Dataset entries -
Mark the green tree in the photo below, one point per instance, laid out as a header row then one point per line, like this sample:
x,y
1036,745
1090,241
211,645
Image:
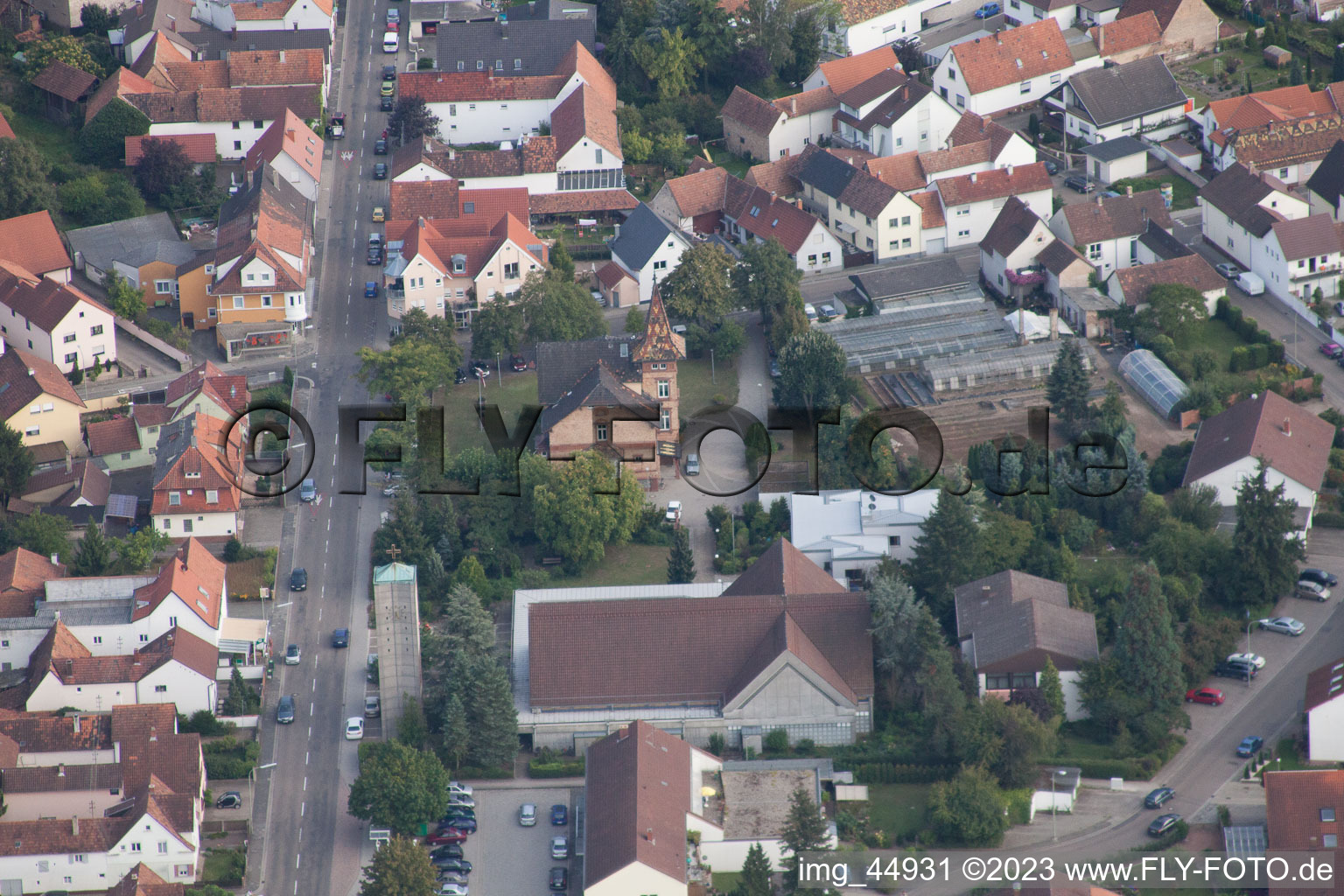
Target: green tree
x,y
699,289
398,788
399,868
804,830
680,559
1265,554
669,63
93,556
970,810
23,178
1051,690
812,375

Brief - Everything in the records goes into your answer exactly, except the pictures.

Answer below -
Mark the green tree in the photo below, one point per instance, laid out as a header row then one point per line, like this sample:
x,y
1036,745
1090,241
211,645
Image:
Target: green tree
x,y
699,289
398,788
399,868
804,830
680,559
1265,554
669,63
93,556
970,810
23,178
1051,690
812,375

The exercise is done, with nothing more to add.